Try it: Extract, from the listing that follows, each line containing the word "piece".
BEGIN
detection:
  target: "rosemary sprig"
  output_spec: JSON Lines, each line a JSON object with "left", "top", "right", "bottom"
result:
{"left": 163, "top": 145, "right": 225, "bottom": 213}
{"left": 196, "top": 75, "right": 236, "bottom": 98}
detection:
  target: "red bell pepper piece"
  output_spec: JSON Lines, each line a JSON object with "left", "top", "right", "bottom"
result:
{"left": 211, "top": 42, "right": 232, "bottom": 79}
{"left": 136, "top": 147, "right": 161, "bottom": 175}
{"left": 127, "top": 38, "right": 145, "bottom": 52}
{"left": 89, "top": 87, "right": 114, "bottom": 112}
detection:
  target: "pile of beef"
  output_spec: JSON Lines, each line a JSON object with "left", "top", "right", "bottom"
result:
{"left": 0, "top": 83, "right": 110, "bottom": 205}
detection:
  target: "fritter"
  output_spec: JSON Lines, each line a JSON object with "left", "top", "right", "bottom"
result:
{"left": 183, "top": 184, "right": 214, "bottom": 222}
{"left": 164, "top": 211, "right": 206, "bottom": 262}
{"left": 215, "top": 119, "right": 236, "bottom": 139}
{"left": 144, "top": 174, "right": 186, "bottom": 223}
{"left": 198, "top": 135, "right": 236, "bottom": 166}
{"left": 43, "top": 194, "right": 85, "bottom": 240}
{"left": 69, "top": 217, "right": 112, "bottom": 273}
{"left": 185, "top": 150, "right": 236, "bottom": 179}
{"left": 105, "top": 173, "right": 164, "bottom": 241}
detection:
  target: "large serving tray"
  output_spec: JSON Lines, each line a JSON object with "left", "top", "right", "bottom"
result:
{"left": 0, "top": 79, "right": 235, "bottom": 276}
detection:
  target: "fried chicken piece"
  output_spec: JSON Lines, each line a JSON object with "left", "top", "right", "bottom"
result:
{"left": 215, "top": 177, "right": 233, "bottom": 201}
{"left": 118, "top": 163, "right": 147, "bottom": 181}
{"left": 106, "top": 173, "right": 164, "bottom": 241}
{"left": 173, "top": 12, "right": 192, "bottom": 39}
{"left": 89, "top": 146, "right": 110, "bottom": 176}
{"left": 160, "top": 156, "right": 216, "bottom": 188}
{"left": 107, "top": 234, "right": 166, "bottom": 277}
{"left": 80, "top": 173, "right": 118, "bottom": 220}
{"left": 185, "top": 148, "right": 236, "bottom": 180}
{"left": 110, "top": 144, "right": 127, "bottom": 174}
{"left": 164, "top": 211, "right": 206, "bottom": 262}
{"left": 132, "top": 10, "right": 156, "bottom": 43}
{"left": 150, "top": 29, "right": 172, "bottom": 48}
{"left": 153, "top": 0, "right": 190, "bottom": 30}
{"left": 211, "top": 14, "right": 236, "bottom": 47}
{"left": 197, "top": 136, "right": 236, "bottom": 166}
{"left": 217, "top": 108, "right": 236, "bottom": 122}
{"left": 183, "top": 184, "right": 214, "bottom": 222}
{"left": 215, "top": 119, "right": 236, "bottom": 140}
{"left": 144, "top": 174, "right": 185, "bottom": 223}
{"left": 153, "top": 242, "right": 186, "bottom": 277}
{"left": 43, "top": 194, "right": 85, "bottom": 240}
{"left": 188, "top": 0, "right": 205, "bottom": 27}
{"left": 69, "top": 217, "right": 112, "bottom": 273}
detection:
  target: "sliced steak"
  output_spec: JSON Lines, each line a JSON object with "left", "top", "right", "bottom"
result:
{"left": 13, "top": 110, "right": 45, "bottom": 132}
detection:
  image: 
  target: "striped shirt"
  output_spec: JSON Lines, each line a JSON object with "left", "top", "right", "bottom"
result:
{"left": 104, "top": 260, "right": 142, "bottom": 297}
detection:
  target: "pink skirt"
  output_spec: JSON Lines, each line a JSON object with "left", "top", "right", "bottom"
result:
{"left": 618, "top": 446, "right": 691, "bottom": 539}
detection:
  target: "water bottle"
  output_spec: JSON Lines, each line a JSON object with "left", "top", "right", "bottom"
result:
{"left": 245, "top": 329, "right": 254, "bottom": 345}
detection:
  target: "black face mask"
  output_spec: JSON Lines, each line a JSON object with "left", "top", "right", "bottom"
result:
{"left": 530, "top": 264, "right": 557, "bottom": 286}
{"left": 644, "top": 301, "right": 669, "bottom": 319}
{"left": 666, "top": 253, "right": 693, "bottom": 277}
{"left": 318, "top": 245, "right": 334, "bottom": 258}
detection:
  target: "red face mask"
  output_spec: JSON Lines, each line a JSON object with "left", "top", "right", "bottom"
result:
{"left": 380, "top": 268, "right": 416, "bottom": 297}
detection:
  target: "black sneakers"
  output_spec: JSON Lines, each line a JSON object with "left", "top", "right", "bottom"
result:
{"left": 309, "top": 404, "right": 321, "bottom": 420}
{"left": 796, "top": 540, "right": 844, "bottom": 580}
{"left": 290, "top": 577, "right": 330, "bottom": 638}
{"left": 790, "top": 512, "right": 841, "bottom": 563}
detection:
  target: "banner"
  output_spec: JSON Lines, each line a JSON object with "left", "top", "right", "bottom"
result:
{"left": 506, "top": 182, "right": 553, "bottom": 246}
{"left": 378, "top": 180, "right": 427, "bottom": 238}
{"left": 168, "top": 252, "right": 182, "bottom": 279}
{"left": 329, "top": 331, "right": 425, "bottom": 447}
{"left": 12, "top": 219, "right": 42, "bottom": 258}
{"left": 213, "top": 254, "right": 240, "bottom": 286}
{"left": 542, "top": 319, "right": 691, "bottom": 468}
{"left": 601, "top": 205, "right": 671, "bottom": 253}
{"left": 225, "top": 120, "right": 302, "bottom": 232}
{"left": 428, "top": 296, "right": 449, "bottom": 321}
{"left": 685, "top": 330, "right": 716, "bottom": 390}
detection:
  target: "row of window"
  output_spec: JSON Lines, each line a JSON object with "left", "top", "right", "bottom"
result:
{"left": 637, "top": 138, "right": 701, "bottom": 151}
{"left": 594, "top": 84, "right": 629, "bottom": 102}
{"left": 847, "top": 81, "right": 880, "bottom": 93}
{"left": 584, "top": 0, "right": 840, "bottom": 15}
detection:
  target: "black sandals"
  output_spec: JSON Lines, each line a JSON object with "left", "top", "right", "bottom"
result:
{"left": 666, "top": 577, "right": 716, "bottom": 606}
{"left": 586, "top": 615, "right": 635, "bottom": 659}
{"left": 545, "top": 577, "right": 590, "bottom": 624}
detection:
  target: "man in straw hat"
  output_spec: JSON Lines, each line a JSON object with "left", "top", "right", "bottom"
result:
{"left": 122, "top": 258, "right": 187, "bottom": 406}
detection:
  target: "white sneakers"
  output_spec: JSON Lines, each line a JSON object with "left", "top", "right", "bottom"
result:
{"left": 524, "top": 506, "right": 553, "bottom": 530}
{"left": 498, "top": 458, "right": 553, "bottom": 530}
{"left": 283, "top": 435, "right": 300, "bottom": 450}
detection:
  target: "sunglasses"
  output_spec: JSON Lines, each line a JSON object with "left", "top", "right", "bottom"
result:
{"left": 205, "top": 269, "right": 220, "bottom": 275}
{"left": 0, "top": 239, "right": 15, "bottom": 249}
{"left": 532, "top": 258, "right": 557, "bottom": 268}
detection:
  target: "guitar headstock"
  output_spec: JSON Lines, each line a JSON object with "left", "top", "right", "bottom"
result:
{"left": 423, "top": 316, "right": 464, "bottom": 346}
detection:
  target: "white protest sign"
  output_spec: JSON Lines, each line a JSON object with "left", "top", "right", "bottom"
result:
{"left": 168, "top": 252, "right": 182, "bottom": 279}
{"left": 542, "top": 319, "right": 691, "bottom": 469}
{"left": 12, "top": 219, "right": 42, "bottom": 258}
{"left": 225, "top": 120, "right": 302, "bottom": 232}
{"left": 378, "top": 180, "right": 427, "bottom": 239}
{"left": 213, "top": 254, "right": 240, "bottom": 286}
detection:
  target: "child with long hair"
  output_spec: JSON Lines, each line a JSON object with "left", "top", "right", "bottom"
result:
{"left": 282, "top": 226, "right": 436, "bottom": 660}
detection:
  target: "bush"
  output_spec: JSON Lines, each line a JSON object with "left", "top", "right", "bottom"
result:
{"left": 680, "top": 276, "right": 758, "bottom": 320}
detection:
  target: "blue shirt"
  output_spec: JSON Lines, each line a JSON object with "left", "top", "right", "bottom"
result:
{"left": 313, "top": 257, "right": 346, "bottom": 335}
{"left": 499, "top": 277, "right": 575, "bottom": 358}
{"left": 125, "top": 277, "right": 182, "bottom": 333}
END
Exercise response:
  target: "red bell pepper piece"
  target: "fried chicken piece"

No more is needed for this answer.